(Extracted records)
_ _ _ _ _ _ _

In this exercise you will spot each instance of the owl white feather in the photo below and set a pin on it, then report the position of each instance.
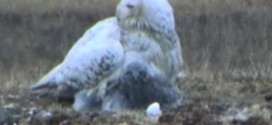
(95, 56)
(152, 23)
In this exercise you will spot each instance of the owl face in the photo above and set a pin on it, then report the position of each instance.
(128, 9)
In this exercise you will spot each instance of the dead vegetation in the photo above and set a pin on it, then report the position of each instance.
(226, 48)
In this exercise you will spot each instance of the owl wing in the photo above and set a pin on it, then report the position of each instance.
(90, 60)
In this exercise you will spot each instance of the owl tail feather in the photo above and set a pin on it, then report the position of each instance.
(47, 81)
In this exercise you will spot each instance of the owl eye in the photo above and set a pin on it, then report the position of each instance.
(130, 6)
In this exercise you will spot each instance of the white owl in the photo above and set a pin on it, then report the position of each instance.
(92, 59)
(152, 60)
(148, 26)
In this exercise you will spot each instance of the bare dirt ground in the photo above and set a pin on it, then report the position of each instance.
(226, 48)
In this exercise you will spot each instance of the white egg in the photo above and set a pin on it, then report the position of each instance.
(153, 111)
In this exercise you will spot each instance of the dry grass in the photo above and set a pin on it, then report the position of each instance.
(226, 44)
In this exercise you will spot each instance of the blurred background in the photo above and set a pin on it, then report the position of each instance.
(217, 35)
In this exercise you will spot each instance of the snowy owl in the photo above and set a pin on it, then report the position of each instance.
(92, 59)
(152, 60)
(147, 21)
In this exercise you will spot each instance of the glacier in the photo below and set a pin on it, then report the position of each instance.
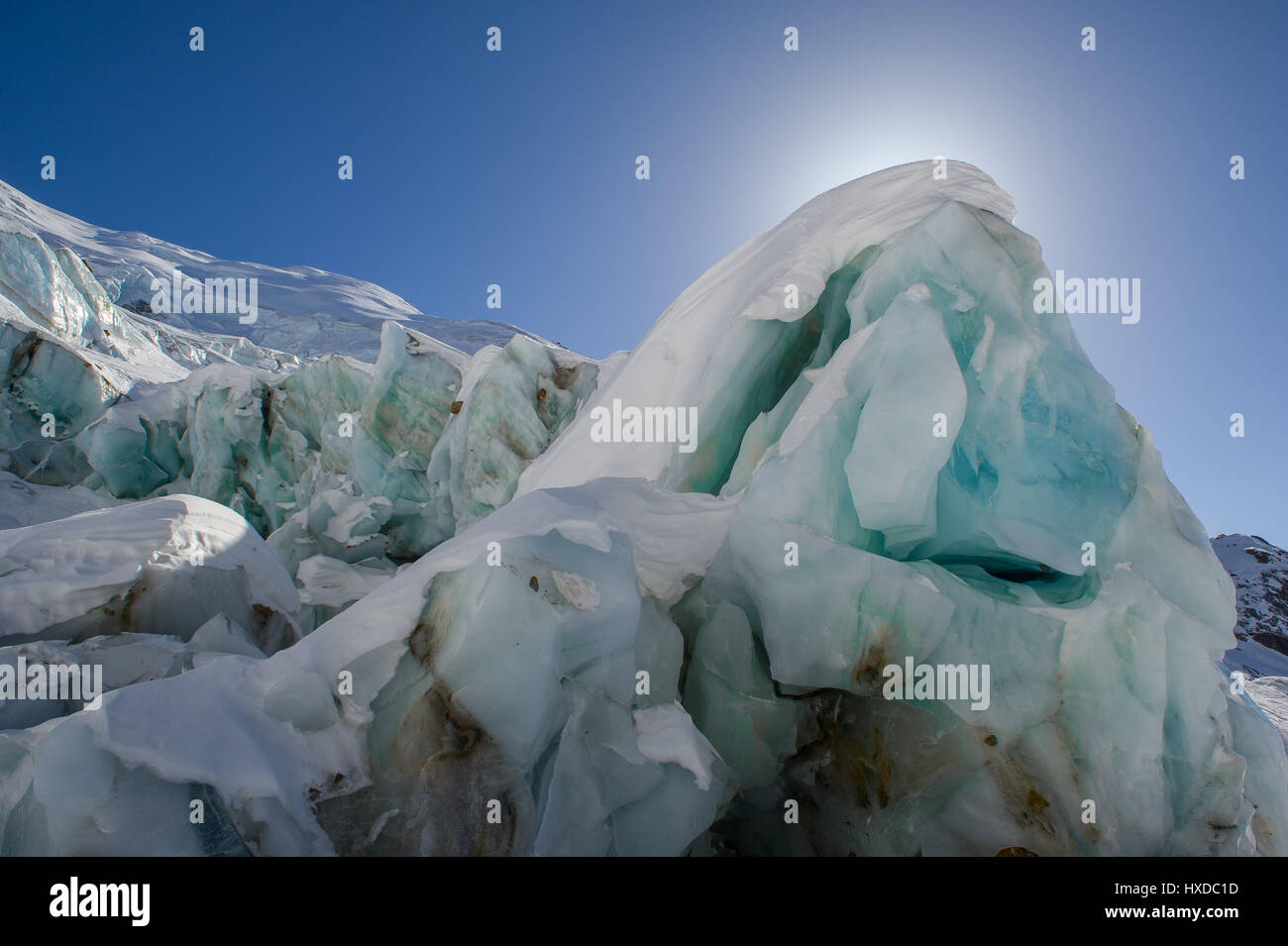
(434, 615)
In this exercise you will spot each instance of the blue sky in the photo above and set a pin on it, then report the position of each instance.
(518, 167)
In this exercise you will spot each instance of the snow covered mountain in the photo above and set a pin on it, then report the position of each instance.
(301, 310)
(1260, 573)
(854, 554)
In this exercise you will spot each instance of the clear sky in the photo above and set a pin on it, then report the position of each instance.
(518, 167)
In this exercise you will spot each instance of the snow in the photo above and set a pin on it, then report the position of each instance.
(303, 310)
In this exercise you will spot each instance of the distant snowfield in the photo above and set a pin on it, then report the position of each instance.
(304, 310)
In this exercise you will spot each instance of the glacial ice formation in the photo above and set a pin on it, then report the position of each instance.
(557, 646)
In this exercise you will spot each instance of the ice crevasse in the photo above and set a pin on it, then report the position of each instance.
(656, 652)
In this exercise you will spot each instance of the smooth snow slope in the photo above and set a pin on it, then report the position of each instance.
(1260, 573)
(303, 310)
(688, 345)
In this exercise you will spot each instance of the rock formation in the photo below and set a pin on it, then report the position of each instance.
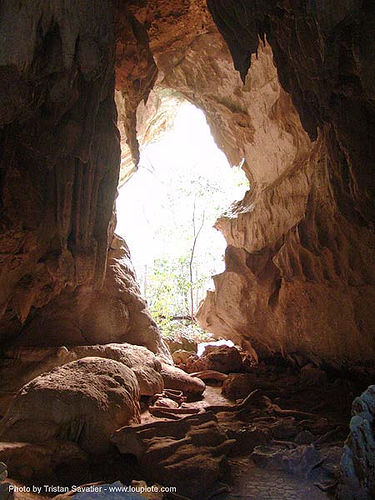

_ _ _ _ _ _ _

# Aim of the exercise:
Repeat the records in full, exactly as they appear, but with the pictures removed.

# Response area:
In this exercise you will spot each instance of the owl white feather in the photo below and set a pin on it, then report the position of each instance.
(95, 56)
(152, 23)
In this exercise you will spot each instance of the owl face in the photo above and set a pin on it, then report the position of each instance.
(128, 9)
In this exercise you will spot each instance of the dead vegetation in the photo above and set a pin on it, then report the position of each instance.
(226, 48)
In this exercise you will spot each instance of the owl wing in the photo above and set a pin on it, then report the position of each instance.
(90, 60)
In this exercise you will spot each instance of the owl tail feather in the photo above and set a pin on it, then report the position of each instance.
(47, 81)
In this exercise you will spot each instance of the owl eye in the photo above and set a pin on it, then report the position of each instance.
(130, 6)
In this exercise you will spot each instance of the white owl in the photo above and set a pin on it, then report the position of each instance.
(92, 59)
(152, 60)
(148, 26)
In this exercise you will spot each instance of the bare dirt ground in the photo above and set a pin on it, then report the position of each instance.
(226, 48)
In this exercise you will spot each instance of the white egg in the photo above and set a pin on it, then report the position of each instance.
(153, 111)
In this exercise you will spot each instance of the dry grass in the photo above and set a pin on it, then report the position of each instance.
(226, 44)
In this exercise you will spot each instance of the blurred background in the photo above and set a pin on it, then report the position of each instance.
(217, 35)
In this exercise you will spot each instance of the snowy owl in the photo above and set a pin on it, then report the position of each instance.
(92, 59)
(152, 60)
(147, 21)
In this exercise you will spot each instance of the glacier in the photo below and set a pin on it, then report the position of each instance.
(434, 615)
In this exercise you will spot each instance of the blue sky in the photo above and set a pin on it, then report the position of each instance.
(518, 167)
In this exercise you will spot each instance of the snow covered mountain in the photo above and set a pin on it, then report the position of each instance.
(301, 310)
(1260, 573)
(854, 554)
In this exercise you will spot each instance of the clear sky in the photo above and set a pin on it, then report the position of each instance.
(518, 167)
In this exercise you will spot each instance of the snow in the photo above and set a pin on it, then report the position of each instance.
(303, 310)
In this exercise you will spot each instance of the distant snowfield in the photo above and set a pin on it, then report the position of each instance.
(304, 310)
In this exercise you will spot each instance of the glacial ice formation in the photo above and set a pin on it, then report the position of each instance.
(557, 646)
In this exercise you will spot each instance of the ice crevasse in the photo above and set a pin on it, then report the position of each instance.
(656, 652)
In this exercise you will spot each instance of the smooth snow slope in the photo above and set a pin on it, then report the position of each instance.
(1260, 573)
(303, 310)
(688, 345)
In this exercise you will spot each instance of the rock formation in the photo below and set a pin on it, then report the position of each instance.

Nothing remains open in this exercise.